SOURCE INFORMATION START

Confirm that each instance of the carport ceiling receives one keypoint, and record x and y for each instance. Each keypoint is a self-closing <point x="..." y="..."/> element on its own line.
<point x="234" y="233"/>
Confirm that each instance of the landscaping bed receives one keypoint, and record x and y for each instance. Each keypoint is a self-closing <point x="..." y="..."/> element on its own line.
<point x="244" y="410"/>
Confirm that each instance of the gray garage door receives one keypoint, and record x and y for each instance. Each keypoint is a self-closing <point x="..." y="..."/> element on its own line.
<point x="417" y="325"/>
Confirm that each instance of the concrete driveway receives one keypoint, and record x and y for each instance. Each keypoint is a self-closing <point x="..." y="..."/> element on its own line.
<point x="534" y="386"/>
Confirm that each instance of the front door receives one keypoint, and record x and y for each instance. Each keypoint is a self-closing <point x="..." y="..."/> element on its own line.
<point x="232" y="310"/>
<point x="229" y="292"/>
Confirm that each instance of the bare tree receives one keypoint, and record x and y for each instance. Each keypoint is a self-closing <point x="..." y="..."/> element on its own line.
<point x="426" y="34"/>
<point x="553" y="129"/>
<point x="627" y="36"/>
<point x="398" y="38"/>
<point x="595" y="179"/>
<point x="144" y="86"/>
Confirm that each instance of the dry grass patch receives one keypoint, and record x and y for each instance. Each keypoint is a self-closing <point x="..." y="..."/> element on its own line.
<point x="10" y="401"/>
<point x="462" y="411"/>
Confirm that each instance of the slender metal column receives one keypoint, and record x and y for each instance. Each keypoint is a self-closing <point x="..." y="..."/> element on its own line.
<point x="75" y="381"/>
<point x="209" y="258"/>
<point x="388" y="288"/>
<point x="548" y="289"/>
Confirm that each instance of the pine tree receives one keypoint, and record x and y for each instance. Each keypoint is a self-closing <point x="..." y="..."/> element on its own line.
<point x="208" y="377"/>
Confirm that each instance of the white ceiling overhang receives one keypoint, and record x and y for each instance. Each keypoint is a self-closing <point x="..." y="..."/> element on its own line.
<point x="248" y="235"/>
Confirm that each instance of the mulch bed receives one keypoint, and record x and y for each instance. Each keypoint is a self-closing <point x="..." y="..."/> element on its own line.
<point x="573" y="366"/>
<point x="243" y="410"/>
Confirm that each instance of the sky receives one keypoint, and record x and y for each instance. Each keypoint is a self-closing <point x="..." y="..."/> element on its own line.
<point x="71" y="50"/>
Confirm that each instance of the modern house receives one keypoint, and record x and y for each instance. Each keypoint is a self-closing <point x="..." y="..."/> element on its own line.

SOURCE INFORMATION END

Could you type out every entry again exactly as it stands?

## RESPONSE AREA
Confirm that each instance of the carport ceiling receives one keypoint, and record x and y for each instance. Each keypoint is a self-closing <point x="..." y="..."/> element on its own line.
<point x="234" y="233"/>
Confirm that each instance of the landscaping bed receives one keypoint, and record x and y for each instance. Each keypoint is a self-closing <point x="..." y="..."/> element on its own line.
<point x="244" y="410"/>
Confirm that each instance of the gray garage door receives one keypoint, and record x and y for each instance. Each keypoint is a self-closing <point x="..." y="..."/> element on its own line.
<point x="417" y="325"/>
Confirm that each instance of the concrete driveway receives one keypoint, and record x and y for each instance. Each keypoint is a self-closing <point x="..." y="..."/> element on its own line.
<point x="534" y="386"/>
Confirm that each instance of the front door receives one keypoint, and record x and y for each instance. Each keypoint is a self-closing <point x="..." y="..."/> element on its own line.
<point x="232" y="310"/>
<point x="229" y="292"/>
Confirm that each instance of the bare tree receives one keypoint, and record x and y for each instance. Each keypoint is a self-closing <point x="..." y="..."/> element on its own line.
<point x="426" y="34"/>
<point x="553" y="129"/>
<point x="627" y="36"/>
<point x="398" y="38"/>
<point x="595" y="179"/>
<point x="144" y="86"/>
Confirm that each instance of the dry grass patch receives one keypoint, and record x and y for each instance. Each keypoint is a self-closing <point x="..." y="..."/> element on its own line.
<point x="10" y="401"/>
<point x="462" y="411"/>
Confirm that each instance of the slender metal column receives one keypoint, and record x and y for each instance. Each keypoint is a self-closing <point x="..." y="..."/> element on its own line.
<point x="75" y="381"/>
<point x="209" y="258"/>
<point x="388" y="288"/>
<point x="548" y="289"/>
Confirm that each instance of the pine tree receives one keypoint, and record x and y for each instance. Each keypoint is a self-closing <point x="..." y="..."/> element on its own line.
<point x="208" y="377"/>
Confirm that each instance of the white ceiling overhang receives one keypoint, and record x and y for each instance. Each keypoint is a self-closing <point x="..." y="..."/> element on its own line.
<point x="248" y="235"/>
Confirm that each instance of the mulch bed receives one keypoint, and record x and y for each instance. Each keypoint is a self-closing <point x="..." y="..."/> element on its own line.
<point x="573" y="366"/>
<point x="243" y="410"/>
Confirm that each instance of the sky receives one keypoint, and record x and y for each instance. Each keypoint is a self-closing <point x="..." y="..."/> element on its own line.
<point x="71" y="50"/>
Confirm that each instance of the modern house receives one keypoint, and record x and y for each instance. Each keypoint is a self-closing <point x="..." y="..."/> element on its own line.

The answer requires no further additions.